╭──

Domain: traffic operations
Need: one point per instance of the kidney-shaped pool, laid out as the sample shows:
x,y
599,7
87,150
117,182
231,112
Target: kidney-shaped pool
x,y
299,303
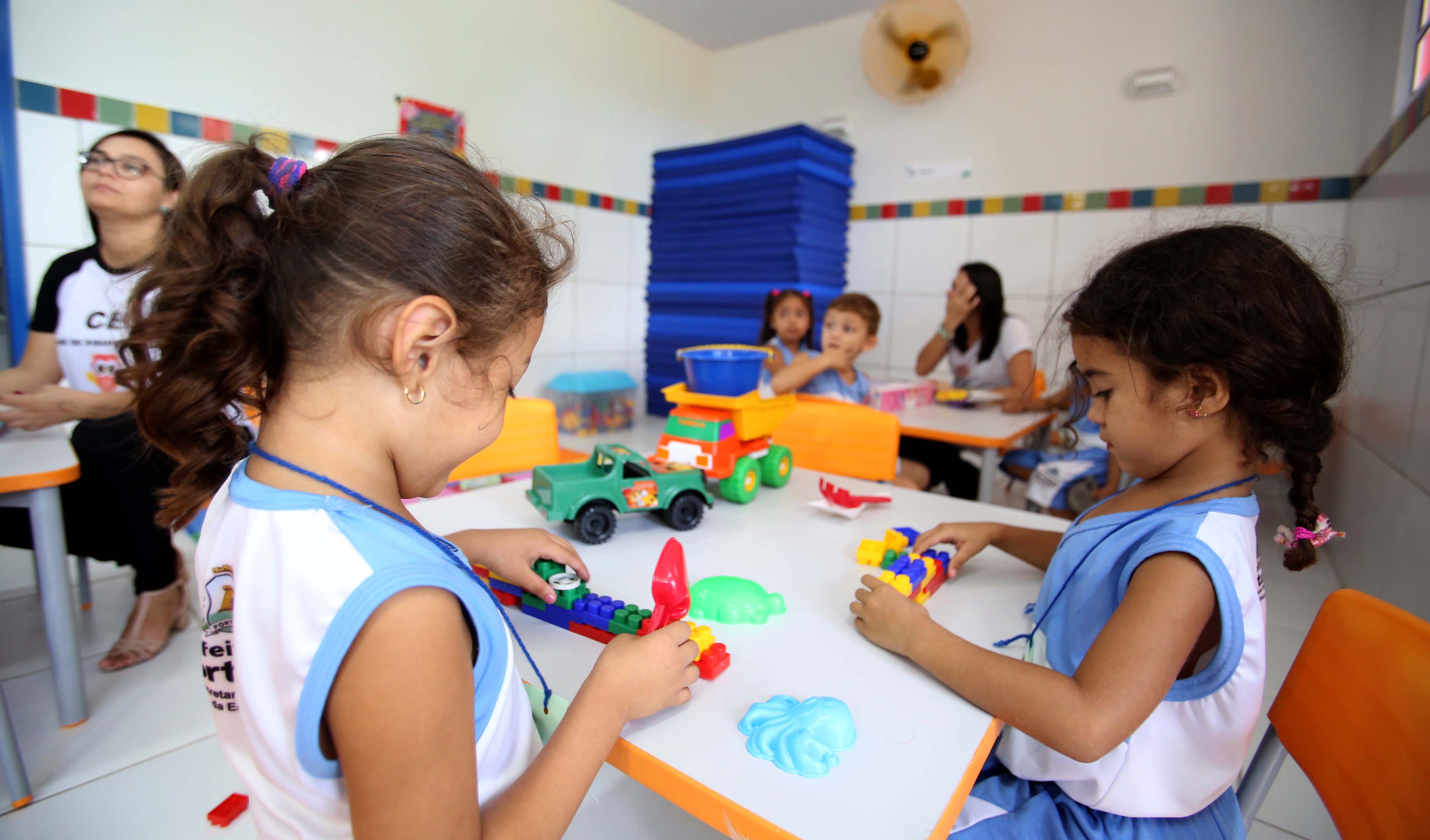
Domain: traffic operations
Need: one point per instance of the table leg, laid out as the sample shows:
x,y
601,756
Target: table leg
x,y
48,529
987,475
10,762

╰──

» Objective:
Leave out the pictures, and give all the records again exactly.

» The result:
Domain: traffic operations
Need: one point per instance of the kidney-shaped pool, laid out as the sample shows:
x,y
599,7
87,150
117,182
231,112
Target: kidney-shaped pool
x,y
299,303
Domain: traffic operations
Need: one point per instance of the table leg, laid out as the sample shows:
x,y
601,756
Target: table leg
x,y
48,529
987,475
10,762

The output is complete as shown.